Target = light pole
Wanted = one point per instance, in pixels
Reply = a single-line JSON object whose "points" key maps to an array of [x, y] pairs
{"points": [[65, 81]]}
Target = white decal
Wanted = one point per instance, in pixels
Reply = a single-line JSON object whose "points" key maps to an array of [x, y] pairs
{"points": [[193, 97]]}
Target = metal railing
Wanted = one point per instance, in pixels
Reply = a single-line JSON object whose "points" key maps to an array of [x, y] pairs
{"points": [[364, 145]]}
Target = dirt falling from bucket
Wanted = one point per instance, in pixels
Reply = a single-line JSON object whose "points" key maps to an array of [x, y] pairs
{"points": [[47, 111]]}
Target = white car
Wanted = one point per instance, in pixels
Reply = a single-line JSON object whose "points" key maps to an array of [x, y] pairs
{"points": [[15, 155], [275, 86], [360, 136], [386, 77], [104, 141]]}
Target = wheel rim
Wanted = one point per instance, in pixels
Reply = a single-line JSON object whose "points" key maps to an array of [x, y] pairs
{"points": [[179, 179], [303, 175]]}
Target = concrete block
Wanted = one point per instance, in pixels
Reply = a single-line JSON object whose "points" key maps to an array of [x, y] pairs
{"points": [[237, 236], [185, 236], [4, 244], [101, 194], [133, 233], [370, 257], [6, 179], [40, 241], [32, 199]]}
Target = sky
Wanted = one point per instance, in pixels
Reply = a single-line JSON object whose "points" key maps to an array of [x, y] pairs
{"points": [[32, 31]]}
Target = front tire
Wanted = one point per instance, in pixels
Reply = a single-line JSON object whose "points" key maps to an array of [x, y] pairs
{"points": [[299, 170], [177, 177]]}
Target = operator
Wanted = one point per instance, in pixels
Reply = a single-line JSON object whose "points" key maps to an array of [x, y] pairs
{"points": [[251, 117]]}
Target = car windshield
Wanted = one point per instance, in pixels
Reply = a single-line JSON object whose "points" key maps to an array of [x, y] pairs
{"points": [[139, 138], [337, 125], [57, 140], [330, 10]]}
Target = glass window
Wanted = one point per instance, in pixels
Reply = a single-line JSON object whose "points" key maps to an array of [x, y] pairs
#####
Going through the data, count each line where the word "Target" appears, and state only the total.

12